**WHAT YOU WILL DO:** Copy out the lines below, word for word, from the line holding "Output the target's" through the line holding "positive clicks: (305, 284) (305, 267)", both included.

**INFORMATION SHOWN:**
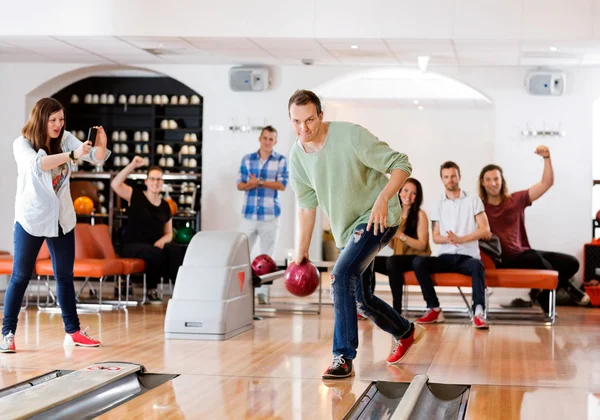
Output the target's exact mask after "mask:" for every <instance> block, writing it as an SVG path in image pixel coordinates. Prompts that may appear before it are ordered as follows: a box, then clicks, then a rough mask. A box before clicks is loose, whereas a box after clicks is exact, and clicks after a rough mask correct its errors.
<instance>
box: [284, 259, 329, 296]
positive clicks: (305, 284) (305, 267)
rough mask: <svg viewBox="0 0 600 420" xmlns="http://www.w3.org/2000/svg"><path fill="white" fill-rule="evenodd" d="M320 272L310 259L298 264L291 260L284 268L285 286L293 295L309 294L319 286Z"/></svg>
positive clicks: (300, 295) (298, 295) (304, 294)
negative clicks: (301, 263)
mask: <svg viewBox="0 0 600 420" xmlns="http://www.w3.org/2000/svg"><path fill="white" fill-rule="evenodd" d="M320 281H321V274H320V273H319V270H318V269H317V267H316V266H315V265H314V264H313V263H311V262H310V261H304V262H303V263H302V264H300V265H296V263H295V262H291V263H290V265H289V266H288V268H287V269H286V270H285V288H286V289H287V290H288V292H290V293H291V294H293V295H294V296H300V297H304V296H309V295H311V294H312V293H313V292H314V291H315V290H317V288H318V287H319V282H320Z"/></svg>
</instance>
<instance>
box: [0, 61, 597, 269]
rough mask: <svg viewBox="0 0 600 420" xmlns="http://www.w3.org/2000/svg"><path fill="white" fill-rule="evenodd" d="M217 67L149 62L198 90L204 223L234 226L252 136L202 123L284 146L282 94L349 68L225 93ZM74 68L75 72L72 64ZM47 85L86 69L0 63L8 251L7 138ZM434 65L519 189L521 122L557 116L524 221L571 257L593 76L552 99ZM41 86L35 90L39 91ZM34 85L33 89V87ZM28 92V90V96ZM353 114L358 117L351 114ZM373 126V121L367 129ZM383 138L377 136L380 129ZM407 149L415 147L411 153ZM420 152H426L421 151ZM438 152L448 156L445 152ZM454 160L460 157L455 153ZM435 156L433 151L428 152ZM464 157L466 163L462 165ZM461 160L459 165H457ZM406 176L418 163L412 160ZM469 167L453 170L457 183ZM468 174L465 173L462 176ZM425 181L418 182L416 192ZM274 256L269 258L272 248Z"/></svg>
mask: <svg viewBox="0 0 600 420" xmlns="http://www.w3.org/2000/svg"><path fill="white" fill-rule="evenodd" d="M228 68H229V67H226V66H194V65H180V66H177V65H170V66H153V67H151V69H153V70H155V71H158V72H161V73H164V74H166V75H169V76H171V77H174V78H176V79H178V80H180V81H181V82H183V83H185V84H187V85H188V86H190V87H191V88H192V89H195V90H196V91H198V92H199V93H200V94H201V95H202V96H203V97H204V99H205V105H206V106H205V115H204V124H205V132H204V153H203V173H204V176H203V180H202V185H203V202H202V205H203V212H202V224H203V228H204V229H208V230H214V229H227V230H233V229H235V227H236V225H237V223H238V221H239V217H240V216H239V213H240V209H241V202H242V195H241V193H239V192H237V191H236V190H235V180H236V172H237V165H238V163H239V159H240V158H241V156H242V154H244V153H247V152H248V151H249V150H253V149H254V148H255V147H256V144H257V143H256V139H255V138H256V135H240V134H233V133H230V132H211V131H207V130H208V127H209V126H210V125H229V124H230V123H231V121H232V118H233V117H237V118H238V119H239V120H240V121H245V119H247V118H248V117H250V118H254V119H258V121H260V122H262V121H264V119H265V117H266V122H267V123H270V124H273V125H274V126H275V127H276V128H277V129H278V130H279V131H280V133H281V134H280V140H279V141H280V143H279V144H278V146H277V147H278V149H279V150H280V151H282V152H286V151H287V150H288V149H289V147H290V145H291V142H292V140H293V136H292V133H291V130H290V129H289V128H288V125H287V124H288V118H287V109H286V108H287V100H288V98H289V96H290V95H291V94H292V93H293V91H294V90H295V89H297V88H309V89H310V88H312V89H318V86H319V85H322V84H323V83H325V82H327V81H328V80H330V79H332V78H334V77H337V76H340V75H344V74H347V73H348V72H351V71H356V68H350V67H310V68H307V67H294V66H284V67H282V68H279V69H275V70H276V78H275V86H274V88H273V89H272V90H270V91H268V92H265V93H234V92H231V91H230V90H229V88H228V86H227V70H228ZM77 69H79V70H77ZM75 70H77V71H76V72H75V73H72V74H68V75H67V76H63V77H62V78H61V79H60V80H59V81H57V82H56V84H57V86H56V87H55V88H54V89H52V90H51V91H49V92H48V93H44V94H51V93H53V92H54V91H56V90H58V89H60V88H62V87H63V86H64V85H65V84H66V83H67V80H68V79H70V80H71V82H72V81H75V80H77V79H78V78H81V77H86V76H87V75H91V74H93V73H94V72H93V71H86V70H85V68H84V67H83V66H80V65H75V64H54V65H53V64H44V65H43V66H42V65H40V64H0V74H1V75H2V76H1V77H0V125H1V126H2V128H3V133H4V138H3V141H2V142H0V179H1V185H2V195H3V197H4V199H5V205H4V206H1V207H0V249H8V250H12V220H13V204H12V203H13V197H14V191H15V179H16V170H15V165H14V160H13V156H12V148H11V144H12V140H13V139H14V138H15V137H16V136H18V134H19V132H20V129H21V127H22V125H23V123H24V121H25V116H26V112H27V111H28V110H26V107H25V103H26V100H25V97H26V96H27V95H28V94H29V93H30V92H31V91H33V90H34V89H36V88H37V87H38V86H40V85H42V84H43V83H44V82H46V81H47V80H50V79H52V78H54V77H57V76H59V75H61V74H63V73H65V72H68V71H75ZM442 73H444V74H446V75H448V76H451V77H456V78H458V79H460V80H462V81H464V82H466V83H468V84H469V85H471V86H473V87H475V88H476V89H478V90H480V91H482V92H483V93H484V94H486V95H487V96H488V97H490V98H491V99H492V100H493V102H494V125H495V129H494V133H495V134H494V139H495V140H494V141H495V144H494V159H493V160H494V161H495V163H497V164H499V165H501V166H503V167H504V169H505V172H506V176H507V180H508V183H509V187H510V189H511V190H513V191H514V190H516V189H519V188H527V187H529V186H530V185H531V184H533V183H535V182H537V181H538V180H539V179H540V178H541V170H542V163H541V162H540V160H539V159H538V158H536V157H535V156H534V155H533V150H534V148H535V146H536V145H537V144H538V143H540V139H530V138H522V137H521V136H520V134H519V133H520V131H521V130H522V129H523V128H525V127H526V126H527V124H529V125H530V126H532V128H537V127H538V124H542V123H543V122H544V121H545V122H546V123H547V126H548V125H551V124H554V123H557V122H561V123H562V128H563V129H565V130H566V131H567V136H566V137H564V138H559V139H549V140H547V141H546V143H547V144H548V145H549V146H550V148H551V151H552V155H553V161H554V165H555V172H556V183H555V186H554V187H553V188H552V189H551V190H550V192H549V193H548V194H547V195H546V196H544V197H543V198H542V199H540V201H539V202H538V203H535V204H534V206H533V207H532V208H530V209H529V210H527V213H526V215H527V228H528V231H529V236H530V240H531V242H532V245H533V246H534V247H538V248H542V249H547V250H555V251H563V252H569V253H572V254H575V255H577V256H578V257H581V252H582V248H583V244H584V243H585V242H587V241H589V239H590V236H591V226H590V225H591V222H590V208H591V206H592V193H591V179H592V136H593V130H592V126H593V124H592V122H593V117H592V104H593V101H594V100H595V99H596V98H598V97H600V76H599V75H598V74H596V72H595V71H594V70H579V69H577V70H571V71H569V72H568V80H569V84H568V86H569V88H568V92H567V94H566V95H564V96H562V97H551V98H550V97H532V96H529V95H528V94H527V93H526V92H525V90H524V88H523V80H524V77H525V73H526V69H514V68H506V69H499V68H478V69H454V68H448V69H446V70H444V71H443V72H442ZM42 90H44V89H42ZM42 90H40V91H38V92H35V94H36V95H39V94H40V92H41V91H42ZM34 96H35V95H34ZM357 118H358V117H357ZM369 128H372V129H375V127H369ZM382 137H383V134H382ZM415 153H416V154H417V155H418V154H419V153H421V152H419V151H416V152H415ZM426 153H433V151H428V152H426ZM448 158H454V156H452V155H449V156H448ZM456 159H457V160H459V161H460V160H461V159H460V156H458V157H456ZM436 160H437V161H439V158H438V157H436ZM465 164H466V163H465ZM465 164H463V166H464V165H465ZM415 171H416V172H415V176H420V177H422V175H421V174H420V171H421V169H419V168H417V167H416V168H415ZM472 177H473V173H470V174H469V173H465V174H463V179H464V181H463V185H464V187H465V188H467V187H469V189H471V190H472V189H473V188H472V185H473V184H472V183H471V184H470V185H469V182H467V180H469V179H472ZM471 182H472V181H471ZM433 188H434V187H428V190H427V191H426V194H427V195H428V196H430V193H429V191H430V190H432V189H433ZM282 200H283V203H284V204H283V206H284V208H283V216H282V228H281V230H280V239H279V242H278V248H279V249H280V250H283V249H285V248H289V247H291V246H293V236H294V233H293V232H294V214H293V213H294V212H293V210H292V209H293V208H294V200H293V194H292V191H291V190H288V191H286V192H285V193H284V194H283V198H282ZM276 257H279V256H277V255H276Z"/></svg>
...
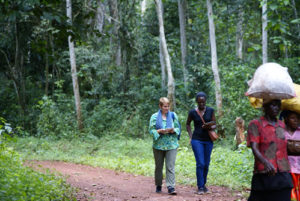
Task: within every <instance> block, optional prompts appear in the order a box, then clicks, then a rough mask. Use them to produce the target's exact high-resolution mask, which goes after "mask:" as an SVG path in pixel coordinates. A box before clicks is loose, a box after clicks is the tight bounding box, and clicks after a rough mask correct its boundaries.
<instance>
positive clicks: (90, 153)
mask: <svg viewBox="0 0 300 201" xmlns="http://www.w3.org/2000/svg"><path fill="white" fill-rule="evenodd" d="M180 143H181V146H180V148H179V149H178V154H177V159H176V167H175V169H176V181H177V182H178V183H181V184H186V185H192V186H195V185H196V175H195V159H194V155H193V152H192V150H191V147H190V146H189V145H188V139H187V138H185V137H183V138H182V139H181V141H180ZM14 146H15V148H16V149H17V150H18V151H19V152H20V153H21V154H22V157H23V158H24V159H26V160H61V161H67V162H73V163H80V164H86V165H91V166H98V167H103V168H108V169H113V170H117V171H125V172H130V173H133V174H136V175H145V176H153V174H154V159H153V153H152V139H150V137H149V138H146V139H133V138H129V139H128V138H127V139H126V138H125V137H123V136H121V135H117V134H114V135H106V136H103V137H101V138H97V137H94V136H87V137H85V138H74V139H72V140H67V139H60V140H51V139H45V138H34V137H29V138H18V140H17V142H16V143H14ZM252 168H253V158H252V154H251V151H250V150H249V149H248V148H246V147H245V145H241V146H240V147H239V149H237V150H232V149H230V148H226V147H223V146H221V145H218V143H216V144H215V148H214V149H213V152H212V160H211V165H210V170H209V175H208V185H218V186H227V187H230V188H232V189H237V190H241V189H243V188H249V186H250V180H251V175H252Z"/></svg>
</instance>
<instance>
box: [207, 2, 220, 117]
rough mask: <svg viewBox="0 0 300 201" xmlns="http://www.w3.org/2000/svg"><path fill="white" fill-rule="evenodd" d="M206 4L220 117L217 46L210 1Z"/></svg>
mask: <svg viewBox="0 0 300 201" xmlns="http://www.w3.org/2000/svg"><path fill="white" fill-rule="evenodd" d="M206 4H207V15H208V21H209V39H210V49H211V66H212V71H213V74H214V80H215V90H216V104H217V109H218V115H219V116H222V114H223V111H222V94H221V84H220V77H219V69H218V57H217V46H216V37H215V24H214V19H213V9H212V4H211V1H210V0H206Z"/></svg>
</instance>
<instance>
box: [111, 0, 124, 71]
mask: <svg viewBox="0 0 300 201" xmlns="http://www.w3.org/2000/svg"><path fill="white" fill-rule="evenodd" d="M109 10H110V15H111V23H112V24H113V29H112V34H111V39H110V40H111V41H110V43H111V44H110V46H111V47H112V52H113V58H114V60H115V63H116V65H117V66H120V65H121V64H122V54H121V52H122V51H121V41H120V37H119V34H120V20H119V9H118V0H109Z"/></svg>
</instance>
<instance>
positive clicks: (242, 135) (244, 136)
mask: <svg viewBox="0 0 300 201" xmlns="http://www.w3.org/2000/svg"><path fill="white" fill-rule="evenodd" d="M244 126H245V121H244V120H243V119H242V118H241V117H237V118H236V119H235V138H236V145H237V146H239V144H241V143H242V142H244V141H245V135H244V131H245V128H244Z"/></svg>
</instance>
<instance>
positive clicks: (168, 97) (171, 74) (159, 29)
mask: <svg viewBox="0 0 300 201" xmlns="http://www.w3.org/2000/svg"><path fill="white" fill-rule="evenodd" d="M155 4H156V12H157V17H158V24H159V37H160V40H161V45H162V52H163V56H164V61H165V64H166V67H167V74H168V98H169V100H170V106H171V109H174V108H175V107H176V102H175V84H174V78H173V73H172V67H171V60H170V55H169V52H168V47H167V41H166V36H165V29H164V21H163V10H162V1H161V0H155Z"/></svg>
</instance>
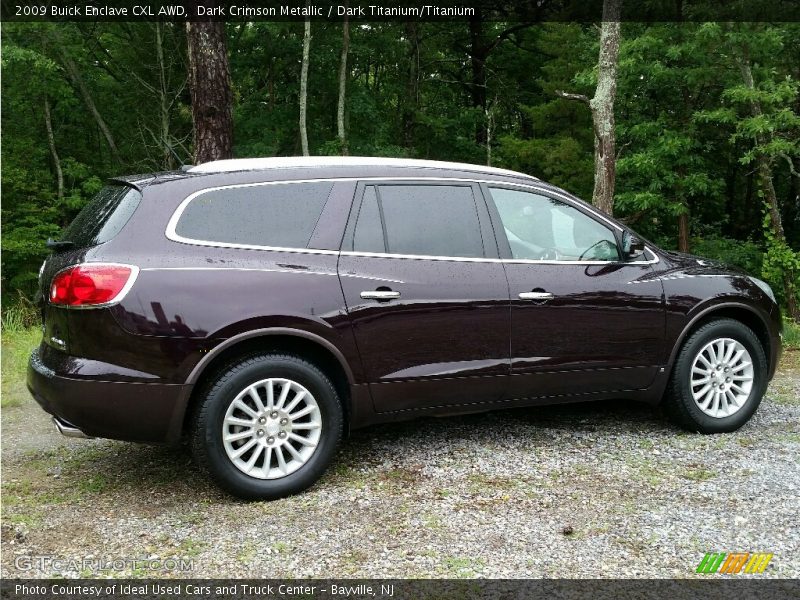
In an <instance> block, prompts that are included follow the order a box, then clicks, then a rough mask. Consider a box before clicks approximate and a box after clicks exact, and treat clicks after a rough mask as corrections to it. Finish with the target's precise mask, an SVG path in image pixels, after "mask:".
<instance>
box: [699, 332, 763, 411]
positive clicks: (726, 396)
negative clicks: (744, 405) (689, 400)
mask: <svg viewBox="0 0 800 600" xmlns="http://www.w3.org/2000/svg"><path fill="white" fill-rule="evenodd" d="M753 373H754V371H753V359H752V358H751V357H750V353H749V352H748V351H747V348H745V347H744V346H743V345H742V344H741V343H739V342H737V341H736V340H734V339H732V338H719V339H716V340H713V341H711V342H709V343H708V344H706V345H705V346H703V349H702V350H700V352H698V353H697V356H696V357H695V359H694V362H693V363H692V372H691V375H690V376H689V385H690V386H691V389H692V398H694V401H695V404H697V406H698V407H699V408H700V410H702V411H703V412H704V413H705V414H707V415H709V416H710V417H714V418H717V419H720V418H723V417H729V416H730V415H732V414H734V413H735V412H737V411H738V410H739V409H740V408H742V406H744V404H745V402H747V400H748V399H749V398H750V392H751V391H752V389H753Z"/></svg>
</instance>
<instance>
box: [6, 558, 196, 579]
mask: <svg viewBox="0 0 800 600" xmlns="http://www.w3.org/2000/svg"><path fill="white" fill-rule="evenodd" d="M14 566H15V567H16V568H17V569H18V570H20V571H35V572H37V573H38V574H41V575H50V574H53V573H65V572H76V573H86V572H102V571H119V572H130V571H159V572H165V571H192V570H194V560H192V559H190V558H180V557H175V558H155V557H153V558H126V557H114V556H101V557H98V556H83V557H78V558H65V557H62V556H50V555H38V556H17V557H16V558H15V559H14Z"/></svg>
--
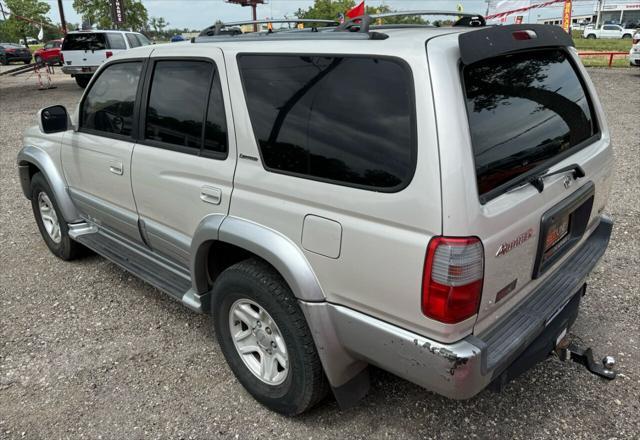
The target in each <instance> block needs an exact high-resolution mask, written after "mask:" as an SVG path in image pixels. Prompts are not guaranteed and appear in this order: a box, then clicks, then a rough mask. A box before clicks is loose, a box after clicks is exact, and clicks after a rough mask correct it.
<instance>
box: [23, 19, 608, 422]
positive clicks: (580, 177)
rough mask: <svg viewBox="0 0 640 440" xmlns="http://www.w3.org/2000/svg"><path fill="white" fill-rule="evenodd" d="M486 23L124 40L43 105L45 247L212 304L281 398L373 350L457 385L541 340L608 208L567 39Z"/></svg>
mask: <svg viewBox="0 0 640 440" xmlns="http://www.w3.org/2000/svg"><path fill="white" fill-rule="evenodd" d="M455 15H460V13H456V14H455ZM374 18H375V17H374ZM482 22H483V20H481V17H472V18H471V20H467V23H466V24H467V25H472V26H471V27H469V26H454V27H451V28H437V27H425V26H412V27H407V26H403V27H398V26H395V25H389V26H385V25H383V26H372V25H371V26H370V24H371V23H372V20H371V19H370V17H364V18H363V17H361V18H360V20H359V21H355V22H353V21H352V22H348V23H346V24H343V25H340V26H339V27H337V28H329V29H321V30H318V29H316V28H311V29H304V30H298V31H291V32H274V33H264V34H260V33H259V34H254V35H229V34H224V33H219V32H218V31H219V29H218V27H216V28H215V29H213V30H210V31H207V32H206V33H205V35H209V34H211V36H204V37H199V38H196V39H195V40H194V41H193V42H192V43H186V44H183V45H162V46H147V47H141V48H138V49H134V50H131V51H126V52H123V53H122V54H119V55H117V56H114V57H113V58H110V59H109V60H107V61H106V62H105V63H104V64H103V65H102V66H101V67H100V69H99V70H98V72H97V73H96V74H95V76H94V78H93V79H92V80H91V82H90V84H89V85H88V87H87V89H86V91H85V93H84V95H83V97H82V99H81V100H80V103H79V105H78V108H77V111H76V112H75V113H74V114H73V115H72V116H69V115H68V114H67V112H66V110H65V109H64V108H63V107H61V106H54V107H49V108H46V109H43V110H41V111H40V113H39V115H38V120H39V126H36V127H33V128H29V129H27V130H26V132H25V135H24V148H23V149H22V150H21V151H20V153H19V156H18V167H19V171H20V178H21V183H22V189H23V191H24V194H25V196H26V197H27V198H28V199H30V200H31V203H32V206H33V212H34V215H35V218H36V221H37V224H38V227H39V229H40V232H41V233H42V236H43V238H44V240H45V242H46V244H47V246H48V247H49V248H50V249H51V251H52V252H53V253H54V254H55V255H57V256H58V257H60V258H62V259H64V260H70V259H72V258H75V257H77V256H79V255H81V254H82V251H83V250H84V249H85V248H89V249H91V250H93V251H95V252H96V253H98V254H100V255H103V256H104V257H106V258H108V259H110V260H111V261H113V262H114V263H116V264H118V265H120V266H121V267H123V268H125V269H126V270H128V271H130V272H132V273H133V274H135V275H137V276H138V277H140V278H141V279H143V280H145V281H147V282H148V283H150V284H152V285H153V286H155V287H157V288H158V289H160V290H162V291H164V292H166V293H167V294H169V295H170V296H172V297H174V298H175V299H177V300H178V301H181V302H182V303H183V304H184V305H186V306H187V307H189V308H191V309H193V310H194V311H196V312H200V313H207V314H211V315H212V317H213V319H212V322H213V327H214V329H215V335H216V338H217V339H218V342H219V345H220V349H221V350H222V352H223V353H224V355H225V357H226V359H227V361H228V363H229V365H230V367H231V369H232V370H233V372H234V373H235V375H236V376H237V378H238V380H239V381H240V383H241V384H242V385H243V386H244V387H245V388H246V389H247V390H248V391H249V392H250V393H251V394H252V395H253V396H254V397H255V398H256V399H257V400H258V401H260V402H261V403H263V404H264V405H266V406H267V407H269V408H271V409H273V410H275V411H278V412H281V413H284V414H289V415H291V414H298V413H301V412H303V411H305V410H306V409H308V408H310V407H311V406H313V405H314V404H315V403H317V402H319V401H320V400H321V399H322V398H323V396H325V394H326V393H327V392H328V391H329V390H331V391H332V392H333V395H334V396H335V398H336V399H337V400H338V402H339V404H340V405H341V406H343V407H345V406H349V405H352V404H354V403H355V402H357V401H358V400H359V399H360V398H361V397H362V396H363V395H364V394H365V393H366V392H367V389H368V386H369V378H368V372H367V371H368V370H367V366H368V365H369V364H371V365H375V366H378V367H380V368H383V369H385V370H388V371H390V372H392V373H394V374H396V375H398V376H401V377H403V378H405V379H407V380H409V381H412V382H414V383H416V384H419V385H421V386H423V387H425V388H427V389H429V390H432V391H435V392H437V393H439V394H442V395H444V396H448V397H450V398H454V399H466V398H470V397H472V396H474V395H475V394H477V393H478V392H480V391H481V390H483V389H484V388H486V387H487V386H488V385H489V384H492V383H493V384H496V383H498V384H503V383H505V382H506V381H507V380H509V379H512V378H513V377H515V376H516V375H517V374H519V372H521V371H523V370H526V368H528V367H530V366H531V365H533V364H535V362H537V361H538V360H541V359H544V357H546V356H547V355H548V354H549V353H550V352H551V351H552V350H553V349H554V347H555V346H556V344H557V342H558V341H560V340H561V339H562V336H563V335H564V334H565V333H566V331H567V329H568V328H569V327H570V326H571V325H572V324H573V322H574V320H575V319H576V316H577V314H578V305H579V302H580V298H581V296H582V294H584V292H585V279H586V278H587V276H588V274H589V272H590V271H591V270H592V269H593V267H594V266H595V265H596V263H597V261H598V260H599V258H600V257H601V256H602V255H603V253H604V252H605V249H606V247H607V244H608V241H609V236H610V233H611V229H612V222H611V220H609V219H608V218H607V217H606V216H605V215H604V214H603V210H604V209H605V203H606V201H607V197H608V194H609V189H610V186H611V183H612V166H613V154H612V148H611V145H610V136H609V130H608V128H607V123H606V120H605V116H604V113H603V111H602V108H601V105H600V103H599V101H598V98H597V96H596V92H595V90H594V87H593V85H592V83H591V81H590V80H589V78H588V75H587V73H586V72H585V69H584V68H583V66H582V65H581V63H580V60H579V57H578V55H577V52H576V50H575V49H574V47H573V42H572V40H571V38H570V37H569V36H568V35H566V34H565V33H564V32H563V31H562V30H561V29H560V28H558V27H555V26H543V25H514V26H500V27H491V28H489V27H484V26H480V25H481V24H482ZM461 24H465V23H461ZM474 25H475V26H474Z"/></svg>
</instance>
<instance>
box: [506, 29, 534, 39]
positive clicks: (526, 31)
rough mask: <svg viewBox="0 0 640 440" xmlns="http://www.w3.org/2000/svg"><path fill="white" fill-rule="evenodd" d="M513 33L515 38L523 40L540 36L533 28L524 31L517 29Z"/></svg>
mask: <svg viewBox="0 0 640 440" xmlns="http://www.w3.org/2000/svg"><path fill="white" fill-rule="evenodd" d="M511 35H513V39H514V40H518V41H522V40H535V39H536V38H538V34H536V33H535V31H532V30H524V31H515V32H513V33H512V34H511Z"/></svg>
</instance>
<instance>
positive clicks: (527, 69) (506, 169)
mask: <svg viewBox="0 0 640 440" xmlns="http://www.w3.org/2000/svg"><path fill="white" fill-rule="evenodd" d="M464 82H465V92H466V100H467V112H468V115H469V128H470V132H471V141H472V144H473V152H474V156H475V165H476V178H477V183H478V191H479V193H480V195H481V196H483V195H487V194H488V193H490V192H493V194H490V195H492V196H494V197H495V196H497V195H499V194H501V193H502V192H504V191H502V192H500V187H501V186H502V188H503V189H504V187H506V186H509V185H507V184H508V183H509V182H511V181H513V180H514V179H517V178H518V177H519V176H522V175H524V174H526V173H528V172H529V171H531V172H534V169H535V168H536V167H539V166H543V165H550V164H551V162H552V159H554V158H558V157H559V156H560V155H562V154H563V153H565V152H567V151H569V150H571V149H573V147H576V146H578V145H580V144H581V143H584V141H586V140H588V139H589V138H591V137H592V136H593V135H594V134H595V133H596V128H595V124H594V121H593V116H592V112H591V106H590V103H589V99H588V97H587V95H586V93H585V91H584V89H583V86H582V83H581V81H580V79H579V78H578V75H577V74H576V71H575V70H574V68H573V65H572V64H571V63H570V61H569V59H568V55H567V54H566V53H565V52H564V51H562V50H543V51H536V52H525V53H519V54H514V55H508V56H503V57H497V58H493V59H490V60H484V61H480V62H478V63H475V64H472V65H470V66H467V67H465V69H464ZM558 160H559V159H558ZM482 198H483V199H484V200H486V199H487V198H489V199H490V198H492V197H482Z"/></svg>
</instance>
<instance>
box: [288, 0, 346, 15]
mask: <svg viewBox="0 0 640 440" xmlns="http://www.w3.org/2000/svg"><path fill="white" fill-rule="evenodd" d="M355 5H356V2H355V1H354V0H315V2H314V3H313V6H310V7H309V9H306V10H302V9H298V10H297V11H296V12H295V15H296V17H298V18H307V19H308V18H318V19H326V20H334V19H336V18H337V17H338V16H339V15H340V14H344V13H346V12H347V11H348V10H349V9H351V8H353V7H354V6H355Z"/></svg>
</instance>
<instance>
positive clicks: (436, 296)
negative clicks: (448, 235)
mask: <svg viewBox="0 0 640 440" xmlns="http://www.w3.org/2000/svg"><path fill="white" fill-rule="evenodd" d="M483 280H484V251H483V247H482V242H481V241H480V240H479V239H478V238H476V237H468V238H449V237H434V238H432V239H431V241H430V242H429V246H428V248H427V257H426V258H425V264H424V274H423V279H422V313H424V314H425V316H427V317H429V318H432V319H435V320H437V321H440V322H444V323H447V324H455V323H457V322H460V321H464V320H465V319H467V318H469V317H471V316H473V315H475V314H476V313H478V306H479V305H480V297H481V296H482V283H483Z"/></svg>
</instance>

**OUTPUT:**
Output the target's exact mask after "mask:" for every <instance> block, writing it as an SVG path in image pixel coordinates. Prompts that may appear before it are ordered as follows: a box, then clicks, then a rough mask. A box before clicks is loose, whereas a box after clicks is exact, and clicks after a rough mask correct its errors.
<instance>
box: [284, 259, 329, 296]
positive clicks: (305, 284) (305, 267)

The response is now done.